PROBLEM >> Carry on the Epic MX vs. Epic Dragon camera comparison from the point where it ends.

SELECTED TEXT >>

──────

Epic MX vs Epic Dragon.

I just recently got my RED Epic back after RED installed the new “Dragon” chip.  I borrowed an Epic that still had the MX chip and shot side by side tests to see how much better the Dragon chip actually was.  I found a few surprises.

First off, I updated both cameras to the current release builds 5.1.51 and black shaded both of them after cameras had reached operating temp at adaptive at 65c.

IMG_4748the weather was a bit unsettled (as it always seems to be when I seem to have time to do these tests) so I decided to put on a 35mm Red Pro prime on the Epic MX and a 50mm RPP on the Dragon and move the cameras a bit to mimic same frame size of midground so I could roll both at the same time so exposure would be identical.  I set them for the same stop, which if I recall was something like f 8 1/3.  according to the false color overlay the Dragon had more info in the highlights before clipping.  In fact a small patch of white sky which clipped on the MX was apparently not clipping in the Dragon. I shot myself in my garage workspace that has diffused top light and a nice window for testing overexposure.  If I shoot in the afternoon there is a piece of an apartment building across the street that gets hit with sun, providing an excellent detail/ overexposure test element.  People have complained in the past about RED’s rendition of skin tones.  I think this is wildly overblown.  I have never had an issue with it, at least under daylight color temps, which is how I shoot the majority of my stuff.  The Dragon is supposed to be much better.  I did not notice much of a difference, nor did I see any problems with the old one.  One note is that with the new chip comes some new settings in REDCine, the app that lets you “develop” the Raw footage from the camera.  before Dragon there was “Redcolor 3” for color rendition, and “REDgamma 3” for gamma.  With Dragon there now is “Dragon Color” and “REDgamma 4.”  while I think you should use Dragoncolor for rendition off a dragon chip, don’t be fooled into thinking REDgamma 4 is automatically better.  It tends to be a bit crunchier than REDgamma 3 which under normal circumstances helps make a punchier image, but when testing over under exposure range, may fool you into thinking the Dragon chip has even less range than the Regular Epic.  Of course, professional graders probably would just use REDlogfilm (which is flat and holds onto the most range) and make their own curve based on the scene. but in this case I wanted to do a relatively unbiased side by side test.

screenshot from REDcine.

screenshot from REDcine.

Below are some interesting screen grabs:


Side by Side Dragoncolor Vs REDcolor3

Side by Side Dragoncolor Vs REDcolor3

Dragon on the right, Epic-MX on left. Dragon set to Dragoncolor Epic MX set to REDcolor3  More detail in Dragon, and slightly less red tint to the skin.


Now here is a detail of the highlights: Dragon on the right, Epic on the left.  Both set to REDgamma3. slightly more highlight detail on the Dragon chip as expected.

RG3 Dragon vs MX
Don’t be fooled into using REDgamma 4 just because it is better.DRAGON RG4 VS EPIC RG3 Here is the same footage

but Dragon chip is rendered at REDgamma4.  It is very hard to tell which chip has the advantage in this scenario.brick looks about the same, maybe slight advantage Dragon, but leaves look hotter on the Dragon.

──────

[Point-based annotation data]

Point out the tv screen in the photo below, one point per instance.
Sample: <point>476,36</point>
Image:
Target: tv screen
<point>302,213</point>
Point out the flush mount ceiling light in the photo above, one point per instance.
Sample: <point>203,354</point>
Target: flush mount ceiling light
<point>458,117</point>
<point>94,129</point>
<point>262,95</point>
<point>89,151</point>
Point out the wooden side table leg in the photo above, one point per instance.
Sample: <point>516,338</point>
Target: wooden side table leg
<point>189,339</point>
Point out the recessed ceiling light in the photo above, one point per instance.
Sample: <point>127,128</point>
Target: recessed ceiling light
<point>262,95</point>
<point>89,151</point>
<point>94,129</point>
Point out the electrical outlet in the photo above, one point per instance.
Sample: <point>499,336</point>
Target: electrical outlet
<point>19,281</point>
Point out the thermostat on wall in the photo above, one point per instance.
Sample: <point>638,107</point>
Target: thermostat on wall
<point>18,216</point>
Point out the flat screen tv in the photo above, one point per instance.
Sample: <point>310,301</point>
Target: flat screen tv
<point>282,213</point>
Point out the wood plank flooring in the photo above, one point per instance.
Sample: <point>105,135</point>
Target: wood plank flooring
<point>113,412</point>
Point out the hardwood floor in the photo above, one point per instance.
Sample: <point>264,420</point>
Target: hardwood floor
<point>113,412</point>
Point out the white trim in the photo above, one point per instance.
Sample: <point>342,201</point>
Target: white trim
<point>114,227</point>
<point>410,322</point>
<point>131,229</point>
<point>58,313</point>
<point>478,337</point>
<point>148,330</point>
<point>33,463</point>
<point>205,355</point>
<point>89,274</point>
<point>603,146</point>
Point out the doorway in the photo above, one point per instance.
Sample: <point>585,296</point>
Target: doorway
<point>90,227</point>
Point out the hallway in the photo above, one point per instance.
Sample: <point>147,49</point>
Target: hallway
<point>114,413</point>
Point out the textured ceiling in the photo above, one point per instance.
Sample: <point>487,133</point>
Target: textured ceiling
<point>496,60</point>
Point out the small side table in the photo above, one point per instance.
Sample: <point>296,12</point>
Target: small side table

──────

RESPONSE TO THIS EXERCISE >>
Now here is the same thing in REDlogfilm. You will see the Epic MX chip clips magenta showing the white is clipping.  Not so in the Dragon. as you might expect.

Epic-MX vs Dragon in REDlogfilm

Epic-MX vs Dragon in REDlogfilm


This is Epic MX on left and Dragon on the right

This is Epic MX on left and Dragon on the right. both at 5600K, 800 ISO, 8:1 compression.  Dragon at 6KHD and Epic-MX at 5KHD.


This was the big surprise. The Dragon Epic was sharper, as was to be expected as it’s max resolution was better than the MX (6KHD in this case vs 5KHD) but there was more noise and pattern in the Dragon footage.  This was alarming as a year ago the Dragon chip had been advertized as 2000 ISO was as quiet as 800 ISO in the MX chip. What the hell? I paid over 8 grand to get MORE noise?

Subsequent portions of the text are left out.